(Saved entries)
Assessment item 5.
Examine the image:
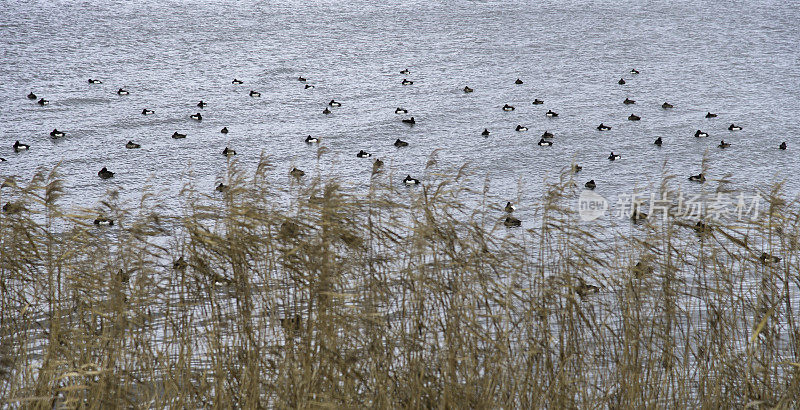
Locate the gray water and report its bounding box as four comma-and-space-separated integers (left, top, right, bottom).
1, 0, 798, 216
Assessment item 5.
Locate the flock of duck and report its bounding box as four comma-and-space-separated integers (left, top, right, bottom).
491, 69, 788, 227
3, 69, 788, 228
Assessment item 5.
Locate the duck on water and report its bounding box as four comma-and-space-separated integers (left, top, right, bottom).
14, 141, 30, 152
403, 175, 420, 185
98, 167, 115, 179
688, 173, 706, 182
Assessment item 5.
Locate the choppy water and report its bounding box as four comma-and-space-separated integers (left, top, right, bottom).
1, 0, 798, 216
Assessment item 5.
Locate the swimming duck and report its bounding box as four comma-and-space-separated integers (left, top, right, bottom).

| Work order |
What is needed is an exact printout of all the entries, without the pictures.

| Worked solution |
Assessment item 5.
Examine the image:
Locate the gray water and report its bounding box as four comma-and-space-separated integers (left, top, right, bottom).
1, 0, 798, 216
Assessment item 5.
Locate the flock of duck and report its bounding box as four comma-and-space-separated integers (left, top, right, bottom).
491, 69, 788, 227
3, 69, 788, 228
Assessment item 5.
Locate the duck on water and report its bounding box as four comma-and-space-separated integers (left, top, right, bottom).
14, 141, 30, 152
403, 175, 420, 185
98, 167, 115, 179
688, 173, 706, 182
Assessment item 5.
Locate the choppy water and report its bounding box as four comma-and-space-separated integers (left, top, right, bottom).
1, 0, 798, 216
Assessment item 5.
Locate the swimming duck and report its bounding box as four comma-and-space-separated integers (left, top, right, bottom).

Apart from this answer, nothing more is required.